Tuesday, July 31, 2012

Pick up your pallet and go home


           My household goods finally arrived in Sydney after their ocean voyage. They left Los Angeles on the beautifully named Cap Blanche, voyage number 287S, Lloyds register number 9311775. No more than 12 days at sea, over seven weeks were expended end-to-end. The load waited in LA to be aggregated with other cargo to fill a container, and at the Sydney end, there was the unloading and processing through Customs. Today, finally, I was to pick up the sorely needed clothes and engineering textbooks, and Stacia got her shoes and her precious sheet music.
            Driving up to the warehouse office, I had to weave between large trucks and the lifts that handle the huge ocean containers. I felt the need to explain to the pretty, young warehouse clerk that I’d never done this before. That was probably apparent. I explained my one concern: I was sure that my 19 boxes were on a pallet, but I had only a small rented van, so I’d need to break down the shipment to get it into the van. She gave me a very serious look and said:
            —You know you have to take everything with you, right?
The implication was that she didn’t want me leaving the pallet behind. The mental wheels started turning, but I was pretty sure that I could squeeze the pallet into the van.
            Then at the warehouse, the young, burly forklift driver set the tightly wrapped mound of boxes down next to my van. He looked skeptically at the tiny vehicle, gave me a very serious look, and said:
            —You know you have to take everything with you, right?
This was familiar. Clearly, these people did not want to be put in the pallet disposal business.        Much later, I realized that this conversation could have gone entirely a different way:
            —Gee, you know, sir, if you don’t have any use for that pallet, we’re always a little short of them around here…
            That is decidedly not what happened. Evidently there was once a Pallet Plague, devastating in its effects, which still lives in the memory of this warehouse company. The Pallet Plague: pallets obstructing the warehouse doors, pallets filling the pads where the giant seagoing containers should rest, pallets crunching under the wheels of the semis. Perhaps the horror predated my two young warehouse employees, but they had been inoculated with the legend, lending authority to their take-that-thing-with-you messages.

▶ _Set problem A_
In the pallet pickup post, how many boxes does the writer say were on the pallet?
▶ _Set problem B_
Carry the pallet pickup post forward from its final sentence, keeping the same first-person voice.

▶ _Data shown_
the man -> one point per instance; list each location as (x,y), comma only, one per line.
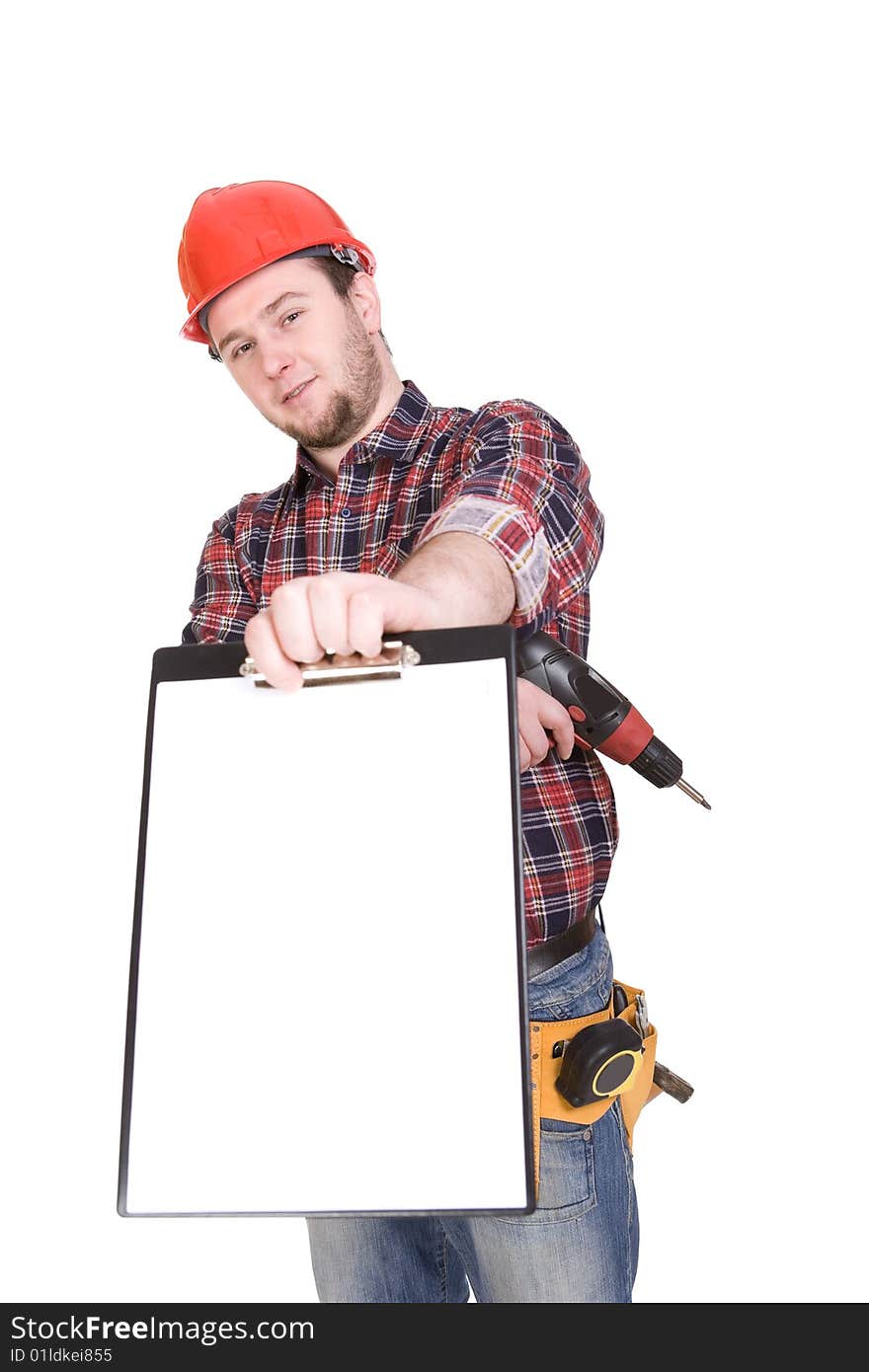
(403,514)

▶ _Result A_
19 boxes.

▶ _Result B_
            Back to reality: with careful stacking on top of folded rear seats, all 19 of my boxes were squeezed into the little van, whose entire rear section was then devoted to the decrepit, splintered, unwanted pallet; the pallet, now scorned, that had borne its burden from LA to Sydney without complaint. The drive home was uneventful, and a little exertion with a hand truck got our long-awaited goods into the apartment. Living would now be a little less Spartan.
            It took less than an hour for the nagging thought to intrude: how am I going to get rid of the pallet? The other wrapping materials had fit nicely into the recycling bin, but no way was a shipping pallet going to squeeze in, or even into the room. Then I thought, Ah! I’ll call Bal! Bal is the cleaning and maintenance guy for our apartment building. Bal knows stuff. He’ll be helpful.
            —Bal, my household goods have arrived, and I have a shipping pallet to dispose of. Can you suggest how to proceed?
            —Oh no, that is the owner’s responsibility. We do not dispose of packing materials.
            —Uh, OK.
            —Not even the Council will accept packing materials for disposal.
(The Council is the North Sydney Council, the smallest unit of local government here.)
            —Hmmm. Do you have any thoughts on what I can do with the pallet?
            —I’m afraid you’ll have to take it to the tip.
Somehow, from deep in my primordial store of infrequently used English words, I knew that a “tip” was the dump, the transfer station, the place where garbage is aggregated. We were making progress. Bal told me where the nearest tip was, just a few kilometers from our apartment. And thank goodness, I hadn’t returned the rented van yet.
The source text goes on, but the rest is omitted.